The problem: Output the lines that follow exactly as they are.

Records:

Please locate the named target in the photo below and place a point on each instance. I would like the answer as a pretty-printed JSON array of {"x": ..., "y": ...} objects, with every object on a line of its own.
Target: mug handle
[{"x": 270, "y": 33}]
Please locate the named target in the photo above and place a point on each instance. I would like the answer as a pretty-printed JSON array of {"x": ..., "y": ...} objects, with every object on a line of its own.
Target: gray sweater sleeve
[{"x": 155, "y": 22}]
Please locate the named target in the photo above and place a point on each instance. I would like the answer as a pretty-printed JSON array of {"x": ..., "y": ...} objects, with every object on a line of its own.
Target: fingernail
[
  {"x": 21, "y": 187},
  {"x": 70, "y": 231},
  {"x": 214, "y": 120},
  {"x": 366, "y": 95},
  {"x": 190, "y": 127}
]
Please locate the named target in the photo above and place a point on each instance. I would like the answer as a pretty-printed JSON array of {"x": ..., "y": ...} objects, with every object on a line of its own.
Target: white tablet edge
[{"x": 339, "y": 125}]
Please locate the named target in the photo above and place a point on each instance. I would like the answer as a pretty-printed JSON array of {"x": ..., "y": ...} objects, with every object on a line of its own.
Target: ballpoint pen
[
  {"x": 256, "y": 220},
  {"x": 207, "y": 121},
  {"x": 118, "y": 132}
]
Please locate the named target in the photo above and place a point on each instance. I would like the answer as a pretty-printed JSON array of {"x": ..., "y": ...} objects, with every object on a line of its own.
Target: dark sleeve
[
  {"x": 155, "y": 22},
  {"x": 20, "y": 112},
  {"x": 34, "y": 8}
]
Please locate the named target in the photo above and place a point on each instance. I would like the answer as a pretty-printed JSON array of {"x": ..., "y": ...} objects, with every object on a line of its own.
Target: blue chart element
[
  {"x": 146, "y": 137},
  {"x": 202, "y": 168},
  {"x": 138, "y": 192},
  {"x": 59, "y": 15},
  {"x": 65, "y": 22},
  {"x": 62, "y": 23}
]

Answer in full:
Please locate the named target in the photo below and place a point on each instance. I would like the answer as a pretty-printed JSON array of {"x": ..., "y": ...} objects, with every object on a line of its own.
Target: mug handle
[{"x": 270, "y": 33}]
Please locate the named target in the photo above and place a point on each instance. I would like the answer as a pretty-printed JSON array of {"x": ..., "y": ...} objects, with every object on a line of its own.
Target: gray sweater sleeve
[{"x": 155, "y": 22}]
Please locate the named target in the photo above and place a point on each instance. I would like the answer as a pretty-printed JSON array of {"x": ..., "y": ...} objects, with every object on a line of its own.
Target: fingernail
[
  {"x": 21, "y": 187},
  {"x": 70, "y": 231},
  {"x": 214, "y": 120},
  {"x": 366, "y": 95},
  {"x": 190, "y": 127}
]
Please locate the named target in the photo above and place a point on each instance. I would like the answer as a pretty-printed JSON array of {"x": ..., "y": ...} objects, with every object on a line of its own.
Target: white tablet edge
[{"x": 339, "y": 125}]
Please locate the named target in the photo above and place a point on each instance. I would like the answer as a pretty-printed JSON array of {"x": ..., "y": ...} objects, with every object on a line of its own.
Target: ballpoint pen
[
  {"x": 256, "y": 220},
  {"x": 207, "y": 121},
  {"x": 118, "y": 132}
]
Please locate the named target in the photo above and place a point on each instance. I would like the answer as a pretty-printed JSON array of {"x": ..., "y": ...} objects, with every object on a line of its own.
Target: dark sleeve
[
  {"x": 155, "y": 22},
  {"x": 20, "y": 112},
  {"x": 34, "y": 8}
]
Please locate the named target in the photo above and place a point on each instance. I would like the answer as a pretty-printed JSON array of {"x": ..., "y": ...} objects, with every object on a line of its own.
Target: blue chart element
[
  {"x": 146, "y": 137},
  {"x": 202, "y": 168},
  {"x": 138, "y": 192},
  {"x": 59, "y": 15},
  {"x": 65, "y": 22},
  {"x": 62, "y": 23}
]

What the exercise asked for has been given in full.